[Document text — start]

A recent survey of entomologists suggests there is growing concern about insect welfare based on the considerations just surveyed—i.e., preserving public trust, the intrinsic value of animal welfare itself, and generating reproducible science [25]. However, it is unclear whether and how this increase in concern is reflected in practice. One valuable public metric is increased reporting of welfare-relevant information in entomological publications. To determine trends in historical reporting of the ethical treatment of insects, we surveyed five papers per year from the past 20 years (2003–2022) that use live insects from 15 peer-reviewed journals with a range of impact factors, subdisciplinary breadth, and taxonomic focus.
We report on trends in the data related to two components of the standard 3Rs framework for ethical animal use in research: reduction (using fewer animals when possible) and refinement (minimizing harm to living animals when possible; [26]). This framework has recently been recommended as a best practice for use with invertebrates [15,27]. We thus looked for reports that authors were reducing animal use to the minimum number required (e.g., via statistical methods for determining appropriate power), or refining their practices via the use of anesthetics/analgesics prior to significant handling or non-instantaneous sacrifice. Further, we discuss the prevalence of explicitly-labeled ethics statements. Finally, we make recommendations for how entomologists could improve transparent reporting of information related to the ethical treatment of their research subjects in the peer-reviewed literature, with the goal of addressing concerns about public trust, welfare, and reproducibility.
Methods
Journal and article selection
We used the Scopus CiteScore rankings, as of January 2023, to determine the top 40 entomology journals. We excluded any journals from the list that, by name, focus mostly on review papers, non-animals (e.g., plants, fungi, etc.), or non-insect animals (e.g., ticks, etc.). From the remaining 26 journals, we selected 9 that represented a broad swath of applied and fundamental entomological disciplines, to capture a range of methods and sub-disciplinary practices. Applied insect-focused journals included: Journal of Pest Science, Insect Conservation and Diversity, Medical and Veterinary Entomology, and Journal of Insects as Food and Feed. Fundamental insect-focused journals included: Insect Biochemistry and Molecular Biology, Insect Science, Journal of Insect Physiology, Ecological Entomology, and Arthropod Structure and Development. We selected an additional six, high-impact journals that publish fundamental papers from a variety of subdisciplines, but that are not taxonomically focused on insects though frequently featuring insect work: Nature, PNAS, Journal of Experimental Biology, Animal Behavior, eLife, and Proceedings of the Royal Society B. These journals were selected to better understand if publishing alongside vertebrate articles would shape entomological ethics reporting practices.

[Document text — finish]

▶ [Set of tasks]:
(a) Answer these questions from the passage on insect welfare reporting:
(i) How many papers per year did the authors survey, and over which years?
(ii) Which two components of the 3Rs framework does the report cover?
(iii) What rankings did the authors use to find the top 40 entomology journals?
(b) Extract, word for word, the part of the passage on insect welfare reporting that opens with the words containing "A recent survey" and closes with "and taxonomic focus.".
The records were taken from a separate source.

[Supplied material — start]

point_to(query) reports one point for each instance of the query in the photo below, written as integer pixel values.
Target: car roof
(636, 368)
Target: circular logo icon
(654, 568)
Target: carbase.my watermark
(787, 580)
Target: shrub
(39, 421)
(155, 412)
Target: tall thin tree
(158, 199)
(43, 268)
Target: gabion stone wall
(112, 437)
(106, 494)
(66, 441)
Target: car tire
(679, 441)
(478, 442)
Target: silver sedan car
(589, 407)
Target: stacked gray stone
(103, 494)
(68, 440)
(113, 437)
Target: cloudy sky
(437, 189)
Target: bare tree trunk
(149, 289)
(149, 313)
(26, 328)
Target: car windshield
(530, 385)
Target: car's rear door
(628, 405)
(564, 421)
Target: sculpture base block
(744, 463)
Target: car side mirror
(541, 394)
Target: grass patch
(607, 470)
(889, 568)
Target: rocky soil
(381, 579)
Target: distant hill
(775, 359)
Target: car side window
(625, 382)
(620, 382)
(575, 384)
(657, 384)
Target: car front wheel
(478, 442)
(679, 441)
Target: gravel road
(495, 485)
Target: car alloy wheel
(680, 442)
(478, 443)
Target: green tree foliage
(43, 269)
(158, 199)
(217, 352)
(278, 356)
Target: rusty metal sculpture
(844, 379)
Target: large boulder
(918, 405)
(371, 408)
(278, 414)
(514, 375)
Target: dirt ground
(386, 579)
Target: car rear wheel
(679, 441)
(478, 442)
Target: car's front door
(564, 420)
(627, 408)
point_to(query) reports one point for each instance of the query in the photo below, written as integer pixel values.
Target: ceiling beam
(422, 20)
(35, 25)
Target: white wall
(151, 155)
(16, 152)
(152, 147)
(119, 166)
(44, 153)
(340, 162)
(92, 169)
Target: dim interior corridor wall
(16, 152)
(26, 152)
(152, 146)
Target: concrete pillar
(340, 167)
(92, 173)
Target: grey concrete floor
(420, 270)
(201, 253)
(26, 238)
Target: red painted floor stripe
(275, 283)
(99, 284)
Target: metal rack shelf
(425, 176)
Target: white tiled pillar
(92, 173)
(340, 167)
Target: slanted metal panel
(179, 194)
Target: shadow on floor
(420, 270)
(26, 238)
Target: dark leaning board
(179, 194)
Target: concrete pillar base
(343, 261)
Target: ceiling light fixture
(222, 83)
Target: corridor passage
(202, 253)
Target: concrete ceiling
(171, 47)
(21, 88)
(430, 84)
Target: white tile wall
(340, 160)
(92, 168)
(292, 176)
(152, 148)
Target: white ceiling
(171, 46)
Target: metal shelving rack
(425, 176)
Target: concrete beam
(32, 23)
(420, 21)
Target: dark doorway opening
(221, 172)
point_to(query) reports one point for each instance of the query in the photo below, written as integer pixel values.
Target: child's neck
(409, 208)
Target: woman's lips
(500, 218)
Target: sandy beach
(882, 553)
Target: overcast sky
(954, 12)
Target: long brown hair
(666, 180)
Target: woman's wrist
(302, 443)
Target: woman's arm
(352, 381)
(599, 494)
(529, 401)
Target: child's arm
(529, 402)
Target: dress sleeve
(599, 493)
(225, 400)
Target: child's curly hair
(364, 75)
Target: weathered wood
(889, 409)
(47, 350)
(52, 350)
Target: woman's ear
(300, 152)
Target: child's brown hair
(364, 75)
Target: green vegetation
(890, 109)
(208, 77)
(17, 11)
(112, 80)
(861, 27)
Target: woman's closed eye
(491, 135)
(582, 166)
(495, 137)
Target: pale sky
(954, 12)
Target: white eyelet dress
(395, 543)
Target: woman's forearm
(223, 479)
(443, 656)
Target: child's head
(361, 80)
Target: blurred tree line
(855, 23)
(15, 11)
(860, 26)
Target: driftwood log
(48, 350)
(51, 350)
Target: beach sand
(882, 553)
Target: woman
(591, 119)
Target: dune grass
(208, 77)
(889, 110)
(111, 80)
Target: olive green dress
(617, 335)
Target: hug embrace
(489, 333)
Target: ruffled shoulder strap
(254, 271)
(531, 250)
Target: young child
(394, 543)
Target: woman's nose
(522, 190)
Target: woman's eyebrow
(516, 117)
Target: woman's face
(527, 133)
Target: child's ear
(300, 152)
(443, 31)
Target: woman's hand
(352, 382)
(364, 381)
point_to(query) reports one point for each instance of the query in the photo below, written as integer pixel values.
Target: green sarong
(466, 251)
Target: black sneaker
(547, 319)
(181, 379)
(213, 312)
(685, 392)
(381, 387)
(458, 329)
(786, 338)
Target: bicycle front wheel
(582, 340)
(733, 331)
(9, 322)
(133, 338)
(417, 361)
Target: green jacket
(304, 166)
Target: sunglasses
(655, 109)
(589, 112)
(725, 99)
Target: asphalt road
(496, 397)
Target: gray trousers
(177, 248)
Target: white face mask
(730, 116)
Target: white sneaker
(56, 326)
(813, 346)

[Supplied material — finish]

▶ [Answers by item]:
(a)
(i) Five papers per year, from 2003 to 2022.
(ii) Reduction and refinement.
(iii) The Scopus CiteScore rankings, as of January 2023.

(b)
A recent survey of entomologists suggests there is growing concern about insect welfare based on the considerations just surveyed—i.e., preserving public trust, the intrinsic value of animal welfare itself, and generating reproducible science [25]. However, it is unclear whether and how this increase in concern is reflected in practice. One valuable public metric is increased reporting of welfare-relevant information in entomological publications. To determine trends in historical reporting of the ethical treatment of insects, we surveyed five papers per year from the past 20 years (2003–2022) that use live insects from 15 peer-reviewed journals with a range of impact factors, subdisciplinary breadth, and taxonomic focus.